### PROBLEM DETAILS:
Output the listing word for word, minus pictures.

★ ★ ★ ★ ★

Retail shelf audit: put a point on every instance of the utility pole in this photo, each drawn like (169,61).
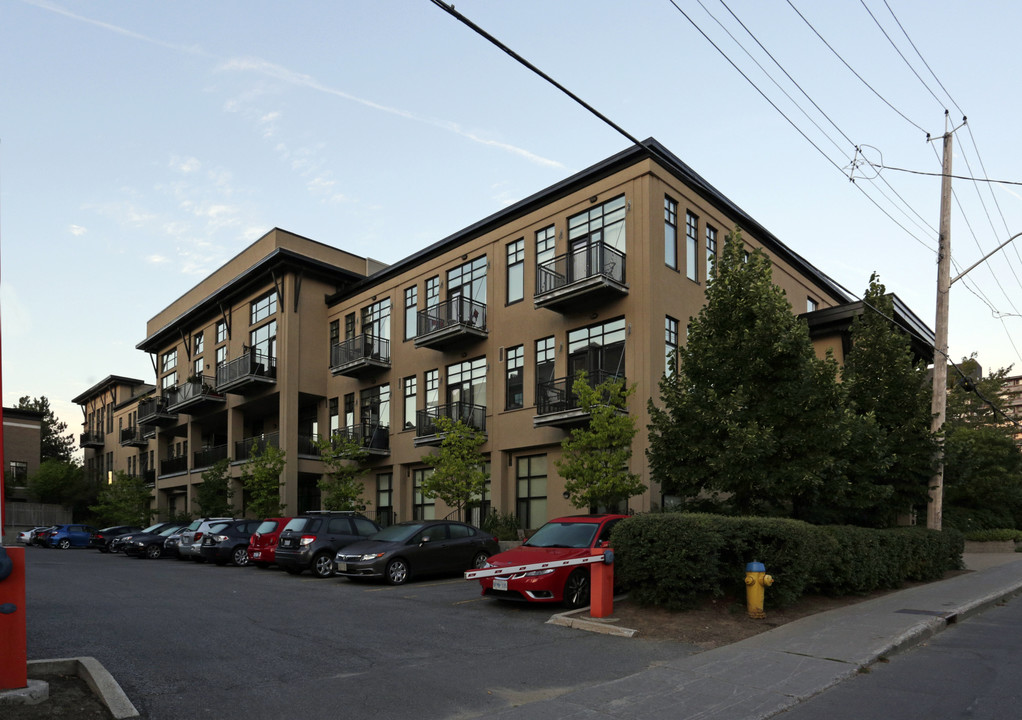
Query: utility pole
(938,405)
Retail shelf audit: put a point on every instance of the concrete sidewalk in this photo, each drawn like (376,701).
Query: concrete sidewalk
(770,672)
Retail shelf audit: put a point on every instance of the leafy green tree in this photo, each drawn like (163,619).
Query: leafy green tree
(261,479)
(595,458)
(126,500)
(55,441)
(459,476)
(345,460)
(889,391)
(752,422)
(215,496)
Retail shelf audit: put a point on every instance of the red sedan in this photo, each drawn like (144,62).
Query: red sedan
(563,538)
(263,544)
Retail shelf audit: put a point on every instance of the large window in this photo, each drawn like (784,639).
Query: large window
(691,246)
(411,308)
(670,233)
(514,384)
(530,475)
(264,307)
(670,345)
(422,507)
(516,271)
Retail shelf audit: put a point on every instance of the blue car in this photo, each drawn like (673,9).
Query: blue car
(64,536)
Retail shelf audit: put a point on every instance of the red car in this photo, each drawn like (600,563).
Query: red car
(263,544)
(563,538)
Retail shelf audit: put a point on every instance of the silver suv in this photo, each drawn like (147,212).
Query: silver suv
(191,537)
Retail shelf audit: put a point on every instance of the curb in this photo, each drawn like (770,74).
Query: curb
(95,675)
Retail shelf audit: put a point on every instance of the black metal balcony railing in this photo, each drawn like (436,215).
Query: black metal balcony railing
(243,449)
(174,465)
(458,313)
(192,393)
(91,438)
(558,395)
(210,455)
(472,416)
(372,436)
(256,367)
(362,349)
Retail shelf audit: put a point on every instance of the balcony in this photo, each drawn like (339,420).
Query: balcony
(249,373)
(154,411)
(426,432)
(244,449)
(193,396)
(134,437)
(91,439)
(374,438)
(451,323)
(174,466)
(208,457)
(360,355)
(581,278)
(557,404)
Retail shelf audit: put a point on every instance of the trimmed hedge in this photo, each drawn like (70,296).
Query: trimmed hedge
(672,560)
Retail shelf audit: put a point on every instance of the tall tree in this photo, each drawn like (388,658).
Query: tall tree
(889,389)
(345,461)
(595,458)
(55,442)
(459,476)
(261,479)
(752,421)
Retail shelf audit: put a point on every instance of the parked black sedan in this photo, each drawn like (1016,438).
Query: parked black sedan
(228,542)
(101,539)
(418,547)
(149,544)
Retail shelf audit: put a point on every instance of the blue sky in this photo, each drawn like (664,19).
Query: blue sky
(144,144)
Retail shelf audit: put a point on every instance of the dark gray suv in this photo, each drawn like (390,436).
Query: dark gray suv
(310,541)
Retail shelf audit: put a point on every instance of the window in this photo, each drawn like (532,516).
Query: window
(376,319)
(422,507)
(670,233)
(530,492)
(544,362)
(691,246)
(670,345)
(514,379)
(264,307)
(516,271)
(411,310)
(410,390)
(169,361)
(710,248)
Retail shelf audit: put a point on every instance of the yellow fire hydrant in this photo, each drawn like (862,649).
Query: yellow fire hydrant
(755,580)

★ ★ ★ ★ ★

### TASK RESPONSE:
Retail shelf audit: put a point on every instance of the utility pole in this photo, each drawn like (169,61).
Query: utility pole
(938,405)
Retail shelf audit: put a point on every instance of the concrete sidewalk in this photo, each drawn like (376,701).
Query: concrete sidewalk
(770,672)
Retail shelf audit: put a point on every instance of the leafy green tree in this photo, each drawn like (163,619).
Query: leafy green tree
(261,479)
(595,458)
(126,500)
(55,441)
(459,476)
(345,460)
(889,391)
(752,422)
(215,496)
Retail shelf audit: put a point on every instance of the red sedan in this photo, each drawn like (144,62).
Query: red sedan
(563,538)
(263,544)
Retail shelf audit: put a point on every instance of the large window in this photo, each drawn like (784,639).
Query: large window
(691,246)
(411,308)
(670,233)
(514,384)
(530,475)
(264,307)
(670,345)
(422,507)
(516,271)
Retail shelf audit: put a point on every instance of the blue car in this photo, each drawn like (673,9).
Query: blue car
(64,536)
Retail shelf audit: put a point on every instance of the red car in this photo, each drawn like (600,563).
Query: red car
(263,544)
(563,538)
Retail shelf audit: put a point on every instance of the silver suv in this photo, each drawn like (147,212).
Query: silver suv
(191,537)
Retail shelf audit: put a point on every instance of the curb in this photo, each drawn like (770,74).
Query: curb
(95,675)
Retail shelf audit: put a point on every instance of the black metal balcony railing in this photo, each drawn like (436,215).
Query: black metal balcony railing
(243,449)
(174,465)
(458,313)
(192,393)
(91,438)
(558,395)
(210,455)
(472,416)
(372,436)
(256,367)
(362,349)
Retail shelf audit: put a point on every instance of the balcony in this photo, each drawn like (339,420).
Query: balcony
(249,373)
(154,411)
(426,432)
(244,449)
(193,396)
(134,437)
(91,439)
(374,438)
(451,323)
(174,466)
(208,457)
(360,355)
(581,278)
(557,404)
Retail shelf audit: put a point on every instance of the trimmed hedge in this photo, each drawn like (70,296).
Query: trimmed hedge
(672,560)
Retail shelf audit: put a point on every instance of the tall tree in this photo, each drawn like (388,658).
Query: tall tree
(889,389)
(345,461)
(595,458)
(55,442)
(459,476)
(261,479)
(752,421)
Retail shelf audit: put a point on every instance of the parked black sedan in this photo, each drawn like (1016,438).
Query: parked black sedan
(228,542)
(101,539)
(418,547)
(149,544)
Retail shelf audit: put a point on every instance of the blue sky in this photo, each drawn like (664,19).
Query: blue sky
(144,144)
Retail shelf audit: put a point on every instance of the dark gray suv in this photo, each drawn like (390,436).
Query: dark gray suv
(310,541)
Retail shelf audit: put a point on every instance of the window in this photo, each drawn like (532,516).
Query: window
(376,319)
(422,507)
(670,233)
(530,492)
(544,362)
(691,246)
(670,345)
(514,379)
(264,307)
(516,271)
(411,310)
(410,390)
(169,361)
(710,248)
Retail shelf audit: put a point on every instance of the yellow fire hydrant in this photo, each drawn like (862,649).
Query: yellow fire hydrant
(755,580)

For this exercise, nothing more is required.